▼

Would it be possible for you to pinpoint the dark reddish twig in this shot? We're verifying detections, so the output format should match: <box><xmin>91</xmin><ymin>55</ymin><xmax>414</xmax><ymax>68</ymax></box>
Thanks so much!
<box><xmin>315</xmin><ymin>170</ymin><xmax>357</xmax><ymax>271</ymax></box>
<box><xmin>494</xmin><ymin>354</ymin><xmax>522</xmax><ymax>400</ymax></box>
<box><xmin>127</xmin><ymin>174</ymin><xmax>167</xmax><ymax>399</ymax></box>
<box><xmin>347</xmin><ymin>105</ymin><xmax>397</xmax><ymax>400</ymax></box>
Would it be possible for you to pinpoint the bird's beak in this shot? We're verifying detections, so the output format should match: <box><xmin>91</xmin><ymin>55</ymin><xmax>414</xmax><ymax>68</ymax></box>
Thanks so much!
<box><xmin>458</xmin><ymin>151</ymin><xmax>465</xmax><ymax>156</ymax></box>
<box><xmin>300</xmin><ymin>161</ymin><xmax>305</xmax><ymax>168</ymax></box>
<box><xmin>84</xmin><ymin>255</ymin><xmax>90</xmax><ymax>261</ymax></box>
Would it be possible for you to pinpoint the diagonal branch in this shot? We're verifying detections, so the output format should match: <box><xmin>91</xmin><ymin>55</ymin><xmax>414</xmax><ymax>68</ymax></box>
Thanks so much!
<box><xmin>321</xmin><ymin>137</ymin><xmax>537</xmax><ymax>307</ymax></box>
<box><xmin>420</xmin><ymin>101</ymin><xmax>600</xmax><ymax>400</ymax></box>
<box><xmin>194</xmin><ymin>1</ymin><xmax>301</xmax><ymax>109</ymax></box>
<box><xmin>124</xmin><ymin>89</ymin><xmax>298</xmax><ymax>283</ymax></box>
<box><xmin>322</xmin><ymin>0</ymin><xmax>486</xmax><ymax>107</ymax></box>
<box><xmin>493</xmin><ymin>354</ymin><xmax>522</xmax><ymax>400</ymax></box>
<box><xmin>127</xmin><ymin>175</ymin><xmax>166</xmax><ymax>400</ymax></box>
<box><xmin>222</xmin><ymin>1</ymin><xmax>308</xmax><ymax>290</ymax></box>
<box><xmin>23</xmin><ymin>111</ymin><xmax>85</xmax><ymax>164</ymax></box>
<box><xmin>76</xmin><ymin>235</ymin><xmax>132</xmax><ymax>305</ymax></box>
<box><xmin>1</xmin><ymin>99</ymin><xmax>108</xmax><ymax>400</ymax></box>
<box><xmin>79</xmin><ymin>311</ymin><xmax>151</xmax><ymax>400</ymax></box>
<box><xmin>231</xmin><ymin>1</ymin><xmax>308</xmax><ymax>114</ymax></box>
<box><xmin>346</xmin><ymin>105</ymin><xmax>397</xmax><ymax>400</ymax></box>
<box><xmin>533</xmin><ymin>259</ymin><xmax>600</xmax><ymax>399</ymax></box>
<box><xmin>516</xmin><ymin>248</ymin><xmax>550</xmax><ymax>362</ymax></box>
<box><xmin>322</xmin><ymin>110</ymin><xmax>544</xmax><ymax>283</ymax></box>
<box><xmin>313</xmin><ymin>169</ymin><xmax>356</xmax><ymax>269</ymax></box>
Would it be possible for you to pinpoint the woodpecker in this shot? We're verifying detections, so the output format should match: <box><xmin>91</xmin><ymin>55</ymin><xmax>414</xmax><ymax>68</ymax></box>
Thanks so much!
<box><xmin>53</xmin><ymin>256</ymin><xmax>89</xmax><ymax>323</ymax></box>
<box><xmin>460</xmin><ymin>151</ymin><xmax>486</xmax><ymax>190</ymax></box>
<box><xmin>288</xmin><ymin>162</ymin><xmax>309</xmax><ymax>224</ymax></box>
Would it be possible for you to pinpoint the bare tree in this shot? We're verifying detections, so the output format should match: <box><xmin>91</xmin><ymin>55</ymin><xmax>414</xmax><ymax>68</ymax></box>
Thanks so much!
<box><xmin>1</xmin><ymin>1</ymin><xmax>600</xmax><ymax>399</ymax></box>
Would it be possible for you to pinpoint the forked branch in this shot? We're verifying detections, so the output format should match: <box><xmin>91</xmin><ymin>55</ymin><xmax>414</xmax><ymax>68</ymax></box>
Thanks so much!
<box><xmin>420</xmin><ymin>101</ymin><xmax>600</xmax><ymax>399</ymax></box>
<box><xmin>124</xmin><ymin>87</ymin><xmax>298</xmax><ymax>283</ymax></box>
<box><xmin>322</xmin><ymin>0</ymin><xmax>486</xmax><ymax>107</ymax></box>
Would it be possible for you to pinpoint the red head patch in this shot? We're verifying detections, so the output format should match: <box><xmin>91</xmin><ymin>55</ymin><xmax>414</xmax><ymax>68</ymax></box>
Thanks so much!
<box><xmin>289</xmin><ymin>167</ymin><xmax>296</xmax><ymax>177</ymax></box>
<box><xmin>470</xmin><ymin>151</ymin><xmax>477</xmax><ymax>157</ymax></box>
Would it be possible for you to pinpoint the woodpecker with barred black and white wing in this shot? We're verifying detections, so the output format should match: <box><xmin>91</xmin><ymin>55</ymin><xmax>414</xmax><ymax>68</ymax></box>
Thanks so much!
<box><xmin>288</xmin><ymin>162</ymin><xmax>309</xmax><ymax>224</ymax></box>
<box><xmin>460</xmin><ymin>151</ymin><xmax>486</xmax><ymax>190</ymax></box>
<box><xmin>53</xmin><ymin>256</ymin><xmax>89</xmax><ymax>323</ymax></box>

▲

> [What is being asked] Please output each record exactly as it appears above.

> [Task result]
Would it be possible for you to pinpoint the dark reddish twig in this shot? We're verifying detections, so the output format should match: <box><xmin>91</xmin><ymin>55</ymin><xmax>414</xmax><ymax>68</ymax></box>
Thanks so much!
<box><xmin>315</xmin><ymin>170</ymin><xmax>357</xmax><ymax>271</ymax></box>
<box><xmin>494</xmin><ymin>354</ymin><xmax>522</xmax><ymax>400</ymax></box>
<box><xmin>127</xmin><ymin>174</ymin><xmax>167</xmax><ymax>399</ymax></box>
<box><xmin>347</xmin><ymin>105</ymin><xmax>397</xmax><ymax>400</ymax></box>
Would it be possible for you to pinpoint the bird's beak in this shot? We're verifying detections, so the output format should match: <box><xmin>91</xmin><ymin>55</ymin><xmax>414</xmax><ymax>68</ymax></box>
Thanks so much!
<box><xmin>458</xmin><ymin>151</ymin><xmax>465</xmax><ymax>156</ymax></box>
<box><xmin>300</xmin><ymin>161</ymin><xmax>305</xmax><ymax>168</ymax></box>
<box><xmin>84</xmin><ymin>255</ymin><xmax>90</xmax><ymax>261</ymax></box>
Would it be possible for you to pinpoint the diagonal branch in this shot? We're verifying detections, so the output format should match: <box><xmin>91</xmin><ymin>55</ymin><xmax>414</xmax><ymax>68</ymax></box>
Thanks so much!
<box><xmin>321</xmin><ymin>137</ymin><xmax>537</xmax><ymax>307</ymax></box>
<box><xmin>420</xmin><ymin>101</ymin><xmax>600</xmax><ymax>400</ymax></box>
<box><xmin>194</xmin><ymin>1</ymin><xmax>301</xmax><ymax>109</ymax></box>
<box><xmin>124</xmin><ymin>89</ymin><xmax>298</xmax><ymax>283</ymax></box>
<box><xmin>322</xmin><ymin>0</ymin><xmax>486</xmax><ymax>107</ymax></box>
<box><xmin>493</xmin><ymin>354</ymin><xmax>522</xmax><ymax>400</ymax></box>
<box><xmin>127</xmin><ymin>175</ymin><xmax>166</xmax><ymax>400</ymax></box>
<box><xmin>222</xmin><ymin>1</ymin><xmax>308</xmax><ymax>290</ymax></box>
<box><xmin>23</xmin><ymin>111</ymin><xmax>85</xmax><ymax>164</ymax></box>
<box><xmin>76</xmin><ymin>235</ymin><xmax>132</xmax><ymax>305</ymax></box>
<box><xmin>1</xmin><ymin>99</ymin><xmax>108</xmax><ymax>400</ymax></box>
<box><xmin>79</xmin><ymin>311</ymin><xmax>151</xmax><ymax>400</ymax></box>
<box><xmin>231</xmin><ymin>1</ymin><xmax>308</xmax><ymax>114</ymax></box>
<box><xmin>346</xmin><ymin>105</ymin><xmax>397</xmax><ymax>400</ymax></box>
<box><xmin>533</xmin><ymin>259</ymin><xmax>600</xmax><ymax>399</ymax></box>
<box><xmin>516</xmin><ymin>248</ymin><xmax>550</xmax><ymax>362</ymax></box>
<box><xmin>322</xmin><ymin>110</ymin><xmax>544</xmax><ymax>283</ymax></box>
<box><xmin>313</xmin><ymin>169</ymin><xmax>356</xmax><ymax>269</ymax></box>
Would it be possible for you to pinpoint the woodpecker in this shot? We're verifying detections, so the output format should match: <box><xmin>91</xmin><ymin>55</ymin><xmax>414</xmax><ymax>68</ymax></box>
Thanks so much!
<box><xmin>53</xmin><ymin>256</ymin><xmax>89</xmax><ymax>323</ymax></box>
<box><xmin>460</xmin><ymin>151</ymin><xmax>486</xmax><ymax>190</ymax></box>
<box><xmin>288</xmin><ymin>162</ymin><xmax>309</xmax><ymax>224</ymax></box>
Would it be possible for you to pinpoint the bare tree in this shot? We're verifying detections, so the output format should match: <box><xmin>91</xmin><ymin>55</ymin><xmax>414</xmax><ymax>68</ymax></box>
Thanks so much!
<box><xmin>1</xmin><ymin>1</ymin><xmax>600</xmax><ymax>399</ymax></box>
Would it be possible for you to pinpoint the forked branch in this shot? We're verifying detections, so the output format should match: <box><xmin>91</xmin><ymin>55</ymin><xmax>414</xmax><ymax>68</ymax></box>
Thanks so much!
<box><xmin>420</xmin><ymin>101</ymin><xmax>600</xmax><ymax>399</ymax></box>
<box><xmin>124</xmin><ymin>87</ymin><xmax>298</xmax><ymax>283</ymax></box>
<box><xmin>322</xmin><ymin>0</ymin><xmax>486</xmax><ymax>107</ymax></box>
Would it be possible for you to pinpoint the red head patch in this shot? We're verifying detections, so the output format should match: <box><xmin>91</xmin><ymin>55</ymin><xmax>414</xmax><ymax>68</ymax></box>
Thanks so much!
<box><xmin>289</xmin><ymin>167</ymin><xmax>296</xmax><ymax>177</ymax></box>
<box><xmin>470</xmin><ymin>151</ymin><xmax>477</xmax><ymax>157</ymax></box>
Would it be possible for you to pinpoint the woodpecker with barred black and white wing in this shot? We're verifying detections, so the output format should match: <box><xmin>91</xmin><ymin>55</ymin><xmax>414</xmax><ymax>68</ymax></box>
Thanks so much!
<box><xmin>288</xmin><ymin>162</ymin><xmax>309</xmax><ymax>224</ymax></box>
<box><xmin>460</xmin><ymin>151</ymin><xmax>486</xmax><ymax>190</ymax></box>
<box><xmin>53</xmin><ymin>256</ymin><xmax>89</xmax><ymax>323</ymax></box>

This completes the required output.